*EXERCISE*
Filter the entries below, keeping only lines with "shirt".

*EXERCISE INPUTS*
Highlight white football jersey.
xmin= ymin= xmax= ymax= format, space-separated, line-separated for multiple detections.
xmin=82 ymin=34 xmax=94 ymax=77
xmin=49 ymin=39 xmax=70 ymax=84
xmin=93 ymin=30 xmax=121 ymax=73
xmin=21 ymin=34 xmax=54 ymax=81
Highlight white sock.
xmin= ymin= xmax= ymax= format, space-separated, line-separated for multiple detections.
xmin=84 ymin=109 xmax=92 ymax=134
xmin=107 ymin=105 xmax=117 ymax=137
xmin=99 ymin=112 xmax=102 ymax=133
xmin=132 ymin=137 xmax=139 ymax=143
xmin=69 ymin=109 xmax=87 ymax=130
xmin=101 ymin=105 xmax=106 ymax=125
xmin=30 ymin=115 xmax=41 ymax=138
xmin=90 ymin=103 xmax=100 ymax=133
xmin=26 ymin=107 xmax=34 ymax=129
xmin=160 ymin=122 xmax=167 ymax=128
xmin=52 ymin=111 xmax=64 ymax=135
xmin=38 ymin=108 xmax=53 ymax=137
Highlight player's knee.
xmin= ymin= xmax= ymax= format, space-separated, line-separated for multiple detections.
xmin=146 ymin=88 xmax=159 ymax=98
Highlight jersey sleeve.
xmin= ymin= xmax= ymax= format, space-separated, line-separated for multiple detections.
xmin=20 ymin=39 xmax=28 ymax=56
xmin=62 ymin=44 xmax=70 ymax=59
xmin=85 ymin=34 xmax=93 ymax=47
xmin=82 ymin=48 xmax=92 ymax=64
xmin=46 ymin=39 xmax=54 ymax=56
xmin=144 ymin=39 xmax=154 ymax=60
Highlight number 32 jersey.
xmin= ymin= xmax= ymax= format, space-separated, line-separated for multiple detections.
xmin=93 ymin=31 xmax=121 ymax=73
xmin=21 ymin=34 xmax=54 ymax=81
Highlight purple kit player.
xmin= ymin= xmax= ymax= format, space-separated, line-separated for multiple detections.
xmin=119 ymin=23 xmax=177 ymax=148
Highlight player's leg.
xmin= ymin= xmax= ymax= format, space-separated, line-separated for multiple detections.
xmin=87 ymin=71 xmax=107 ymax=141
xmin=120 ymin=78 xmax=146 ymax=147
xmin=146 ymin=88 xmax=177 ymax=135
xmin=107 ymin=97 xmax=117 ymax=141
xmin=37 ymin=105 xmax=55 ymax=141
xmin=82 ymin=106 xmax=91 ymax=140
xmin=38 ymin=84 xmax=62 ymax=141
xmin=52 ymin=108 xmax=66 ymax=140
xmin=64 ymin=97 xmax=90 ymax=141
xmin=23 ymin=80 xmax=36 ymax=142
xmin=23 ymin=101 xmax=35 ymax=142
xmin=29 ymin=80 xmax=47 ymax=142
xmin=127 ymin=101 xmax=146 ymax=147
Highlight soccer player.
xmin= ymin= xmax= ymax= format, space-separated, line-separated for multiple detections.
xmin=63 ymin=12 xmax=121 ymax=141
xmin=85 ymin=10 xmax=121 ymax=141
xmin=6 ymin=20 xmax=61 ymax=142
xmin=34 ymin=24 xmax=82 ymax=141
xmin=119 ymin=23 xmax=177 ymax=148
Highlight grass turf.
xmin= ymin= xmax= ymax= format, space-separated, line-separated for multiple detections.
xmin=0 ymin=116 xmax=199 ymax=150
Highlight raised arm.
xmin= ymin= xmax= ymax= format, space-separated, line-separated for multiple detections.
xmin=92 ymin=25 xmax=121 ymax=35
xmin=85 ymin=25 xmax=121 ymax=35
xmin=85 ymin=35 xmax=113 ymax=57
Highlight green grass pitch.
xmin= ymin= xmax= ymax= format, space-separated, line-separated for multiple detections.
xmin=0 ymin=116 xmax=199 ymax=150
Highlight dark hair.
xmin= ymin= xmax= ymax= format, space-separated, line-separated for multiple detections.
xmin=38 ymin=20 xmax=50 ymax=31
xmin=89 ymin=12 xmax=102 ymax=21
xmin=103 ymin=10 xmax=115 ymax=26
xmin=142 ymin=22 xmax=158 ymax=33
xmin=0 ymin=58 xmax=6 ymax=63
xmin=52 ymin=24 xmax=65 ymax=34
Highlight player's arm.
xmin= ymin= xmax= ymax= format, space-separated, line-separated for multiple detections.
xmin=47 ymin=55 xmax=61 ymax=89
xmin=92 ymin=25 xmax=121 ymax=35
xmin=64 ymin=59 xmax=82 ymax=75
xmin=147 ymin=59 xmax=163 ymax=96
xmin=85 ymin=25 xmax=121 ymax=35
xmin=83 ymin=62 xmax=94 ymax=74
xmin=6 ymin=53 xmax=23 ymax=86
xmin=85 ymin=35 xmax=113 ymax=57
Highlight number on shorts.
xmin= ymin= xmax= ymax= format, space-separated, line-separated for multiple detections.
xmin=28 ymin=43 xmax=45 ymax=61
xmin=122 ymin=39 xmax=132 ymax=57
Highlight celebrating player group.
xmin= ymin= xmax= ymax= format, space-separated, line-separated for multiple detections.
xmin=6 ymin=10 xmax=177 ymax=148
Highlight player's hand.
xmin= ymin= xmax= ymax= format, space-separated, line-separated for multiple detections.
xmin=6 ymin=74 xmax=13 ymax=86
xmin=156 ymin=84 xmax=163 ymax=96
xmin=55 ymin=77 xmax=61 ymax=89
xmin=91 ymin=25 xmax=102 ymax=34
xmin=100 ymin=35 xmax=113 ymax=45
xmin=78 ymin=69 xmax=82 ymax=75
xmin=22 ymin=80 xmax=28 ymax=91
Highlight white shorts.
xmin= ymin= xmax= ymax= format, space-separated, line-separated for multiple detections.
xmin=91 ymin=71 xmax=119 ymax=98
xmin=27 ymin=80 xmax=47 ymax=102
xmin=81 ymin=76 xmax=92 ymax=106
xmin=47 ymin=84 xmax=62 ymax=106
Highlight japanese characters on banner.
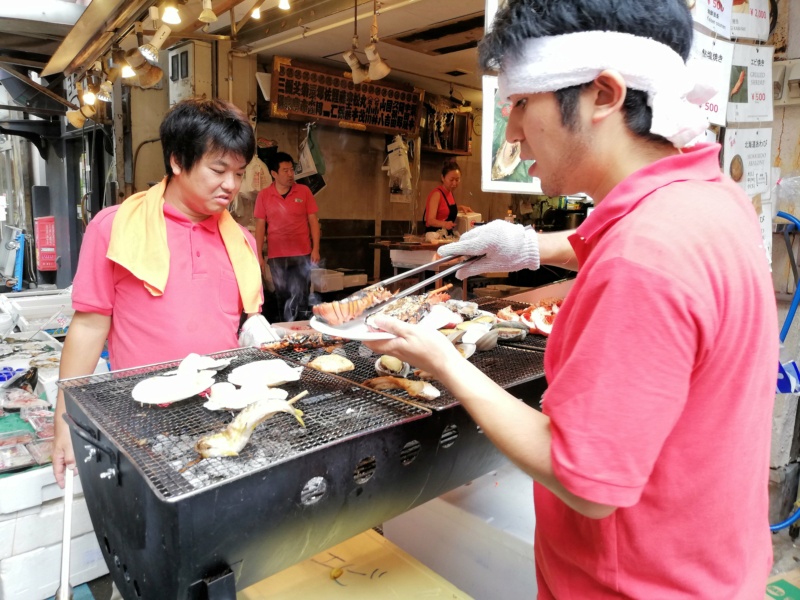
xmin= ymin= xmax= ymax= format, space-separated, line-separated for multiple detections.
xmin=726 ymin=44 xmax=774 ymax=123
xmin=689 ymin=32 xmax=734 ymax=126
xmin=722 ymin=127 xmax=772 ymax=196
xmin=730 ymin=0 xmax=770 ymax=41
xmin=690 ymin=0 xmax=733 ymax=38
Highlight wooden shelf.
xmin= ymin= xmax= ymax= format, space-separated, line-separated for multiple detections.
xmin=420 ymin=146 xmax=472 ymax=156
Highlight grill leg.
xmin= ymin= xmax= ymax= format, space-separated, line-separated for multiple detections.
xmin=201 ymin=567 xmax=237 ymax=600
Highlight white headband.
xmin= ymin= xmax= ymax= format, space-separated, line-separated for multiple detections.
xmin=497 ymin=31 xmax=715 ymax=148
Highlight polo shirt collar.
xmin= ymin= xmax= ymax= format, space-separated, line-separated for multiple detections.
xmin=163 ymin=201 xmax=220 ymax=233
xmin=573 ymin=143 xmax=722 ymax=248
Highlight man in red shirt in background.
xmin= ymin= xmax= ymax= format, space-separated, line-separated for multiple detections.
xmin=367 ymin=0 xmax=778 ymax=597
xmin=254 ymin=152 xmax=321 ymax=322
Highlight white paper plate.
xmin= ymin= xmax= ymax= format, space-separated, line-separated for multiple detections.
xmin=309 ymin=305 xmax=460 ymax=341
xmin=131 ymin=374 xmax=216 ymax=405
xmin=227 ymin=360 xmax=303 ymax=387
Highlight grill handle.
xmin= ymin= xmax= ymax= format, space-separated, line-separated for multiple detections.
xmin=63 ymin=413 xmax=121 ymax=485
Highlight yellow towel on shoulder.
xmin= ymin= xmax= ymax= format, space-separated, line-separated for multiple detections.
xmin=106 ymin=178 xmax=262 ymax=314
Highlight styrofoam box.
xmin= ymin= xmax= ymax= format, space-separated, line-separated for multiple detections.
xmin=384 ymin=461 xmax=537 ymax=600
xmin=310 ymin=269 xmax=344 ymax=293
xmin=342 ymin=273 xmax=368 ymax=288
xmin=0 ymin=531 xmax=107 ymax=600
xmin=389 ymin=249 xmax=438 ymax=267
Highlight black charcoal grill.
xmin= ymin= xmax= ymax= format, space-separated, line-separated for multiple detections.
xmin=60 ymin=345 xmax=546 ymax=599
xmin=474 ymin=297 xmax=549 ymax=351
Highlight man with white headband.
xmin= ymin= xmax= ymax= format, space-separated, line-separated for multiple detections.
xmin=366 ymin=0 xmax=777 ymax=597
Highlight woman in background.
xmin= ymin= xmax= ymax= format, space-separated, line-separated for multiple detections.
xmin=423 ymin=159 xmax=472 ymax=232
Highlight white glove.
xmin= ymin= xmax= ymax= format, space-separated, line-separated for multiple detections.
xmin=238 ymin=314 xmax=281 ymax=347
xmin=437 ymin=220 xmax=540 ymax=280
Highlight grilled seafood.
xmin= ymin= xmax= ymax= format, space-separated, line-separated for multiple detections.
xmin=194 ymin=391 xmax=307 ymax=458
xmin=312 ymin=284 xmax=396 ymax=326
xmin=365 ymin=284 xmax=453 ymax=329
xmin=363 ymin=376 xmax=441 ymax=400
xmin=308 ymin=354 xmax=355 ymax=374
xmin=261 ymin=332 xmax=343 ymax=352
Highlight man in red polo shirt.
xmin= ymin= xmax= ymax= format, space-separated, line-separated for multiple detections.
xmin=254 ymin=152 xmax=321 ymax=322
xmin=366 ymin=0 xmax=777 ymax=597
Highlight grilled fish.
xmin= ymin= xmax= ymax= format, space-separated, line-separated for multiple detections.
xmin=194 ymin=394 xmax=306 ymax=458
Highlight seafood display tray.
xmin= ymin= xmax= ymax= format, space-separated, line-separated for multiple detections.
xmin=58 ymin=346 xmax=539 ymax=600
xmin=473 ymin=297 xmax=549 ymax=351
xmin=267 ymin=341 xmax=546 ymax=410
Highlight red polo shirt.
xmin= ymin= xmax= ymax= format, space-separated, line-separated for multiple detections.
xmin=73 ymin=203 xmax=258 ymax=370
xmin=254 ymin=183 xmax=318 ymax=259
xmin=536 ymin=144 xmax=777 ymax=598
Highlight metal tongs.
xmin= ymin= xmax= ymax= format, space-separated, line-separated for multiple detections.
xmin=56 ymin=468 xmax=74 ymax=600
xmin=357 ymin=254 xmax=482 ymax=321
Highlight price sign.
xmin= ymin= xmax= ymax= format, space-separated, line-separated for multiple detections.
xmin=691 ymin=0 xmax=733 ymax=39
xmin=689 ymin=32 xmax=734 ymax=126
xmin=726 ymin=44 xmax=774 ymax=123
xmin=730 ymin=0 xmax=770 ymax=41
xmin=722 ymin=127 xmax=771 ymax=196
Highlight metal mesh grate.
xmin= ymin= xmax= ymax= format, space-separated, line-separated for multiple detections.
xmin=474 ymin=298 xmax=548 ymax=351
xmin=266 ymin=341 xmax=545 ymax=409
xmin=59 ymin=348 xmax=428 ymax=500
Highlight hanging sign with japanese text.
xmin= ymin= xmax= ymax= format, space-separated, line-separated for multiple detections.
xmin=725 ymin=44 xmax=774 ymax=123
xmin=689 ymin=32 xmax=734 ymax=126
xmin=730 ymin=0 xmax=770 ymax=41
xmin=691 ymin=0 xmax=733 ymax=39
xmin=722 ymin=127 xmax=772 ymax=196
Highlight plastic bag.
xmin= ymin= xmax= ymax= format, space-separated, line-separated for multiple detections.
xmin=775 ymin=173 xmax=800 ymax=216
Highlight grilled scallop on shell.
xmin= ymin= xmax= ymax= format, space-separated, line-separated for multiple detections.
xmin=308 ymin=354 xmax=355 ymax=374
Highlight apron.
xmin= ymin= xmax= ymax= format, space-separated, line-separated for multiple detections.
xmin=424 ymin=187 xmax=458 ymax=232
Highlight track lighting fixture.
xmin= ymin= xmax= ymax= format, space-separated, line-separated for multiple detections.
xmin=343 ymin=0 xmax=369 ymax=84
xmin=278 ymin=0 xmax=290 ymax=10
xmin=139 ymin=24 xmax=172 ymax=63
xmin=198 ymin=0 xmax=217 ymax=23
xmin=125 ymin=48 xmax=164 ymax=88
xmin=365 ymin=1 xmax=390 ymax=80
xmin=162 ymin=2 xmax=182 ymax=24
xmin=66 ymin=104 xmax=96 ymax=129
xmin=82 ymin=78 xmax=98 ymax=105
xmin=96 ymin=80 xmax=113 ymax=103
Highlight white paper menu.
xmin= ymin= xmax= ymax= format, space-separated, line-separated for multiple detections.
xmin=691 ymin=0 xmax=734 ymax=39
xmin=689 ymin=32 xmax=734 ymax=126
xmin=722 ymin=127 xmax=772 ymax=196
xmin=730 ymin=0 xmax=770 ymax=41
xmin=725 ymin=43 xmax=774 ymax=123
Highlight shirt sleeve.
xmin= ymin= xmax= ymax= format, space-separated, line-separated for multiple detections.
xmin=71 ymin=209 xmax=117 ymax=316
xmin=305 ymin=187 xmax=319 ymax=214
xmin=545 ymin=257 xmax=701 ymax=508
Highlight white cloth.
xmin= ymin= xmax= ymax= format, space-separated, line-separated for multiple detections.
xmin=437 ymin=220 xmax=540 ymax=279
xmin=238 ymin=314 xmax=281 ymax=347
xmin=497 ymin=31 xmax=716 ymax=148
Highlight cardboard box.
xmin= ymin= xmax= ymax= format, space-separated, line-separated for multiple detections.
xmin=310 ymin=269 xmax=344 ymax=293
xmin=239 ymin=529 xmax=472 ymax=599
xmin=767 ymin=569 xmax=800 ymax=599
xmin=384 ymin=461 xmax=536 ymax=600
xmin=389 ymin=249 xmax=438 ymax=267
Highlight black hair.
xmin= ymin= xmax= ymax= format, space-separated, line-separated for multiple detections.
xmin=441 ymin=159 xmax=460 ymax=178
xmin=268 ymin=151 xmax=295 ymax=175
xmin=160 ymin=98 xmax=255 ymax=179
xmin=479 ymin=0 xmax=693 ymax=141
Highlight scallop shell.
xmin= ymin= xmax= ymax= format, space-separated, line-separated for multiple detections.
xmin=472 ymin=314 xmax=497 ymax=325
xmin=455 ymin=343 xmax=476 ymax=360
xmin=455 ymin=320 xmax=486 ymax=331
xmin=374 ymin=356 xmax=411 ymax=378
xmin=492 ymin=321 xmax=528 ymax=341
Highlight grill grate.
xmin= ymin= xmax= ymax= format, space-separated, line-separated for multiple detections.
xmin=266 ymin=340 xmax=545 ymax=409
xmin=474 ymin=298 xmax=549 ymax=351
xmin=59 ymin=347 xmax=428 ymax=500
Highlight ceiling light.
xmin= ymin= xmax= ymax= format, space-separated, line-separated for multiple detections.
xmin=96 ymin=80 xmax=113 ymax=103
xmin=365 ymin=44 xmax=390 ymax=80
xmin=82 ymin=80 xmax=97 ymax=106
xmin=278 ymin=0 xmax=290 ymax=10
xmin=251 ymin=6 xmax=261 ymax=18
xmin=343 ymin=51 xmax=369 ymax=85
xmin=162 ymin=4 xmax=182 ymax=25
xmin=139 ymin=24 xmax=172 ymax=63
xmin=125 ymin=48 xmax=164 ymax=88
xmin=199 ymin=0 xmax=217 ymax=23
xmin=66 ymin=104 xmax=96 ymax=129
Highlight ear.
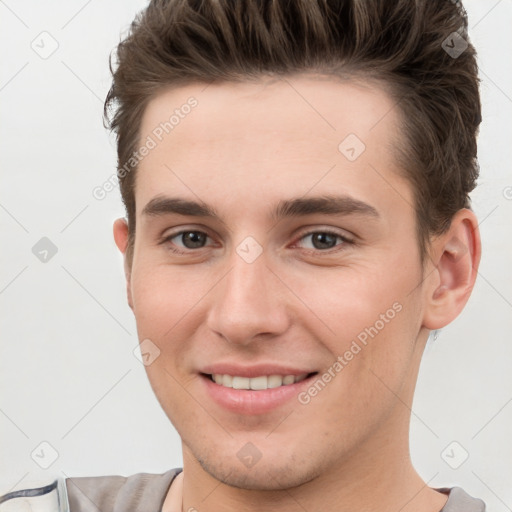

*SOLUTION TO THIS TASK*
Highlight polo shirt collar.
Highlight man in red shirt in background.
Highlight man in red polo shirt.
Highlight red polo shirt.
Highlight shirt sleeve.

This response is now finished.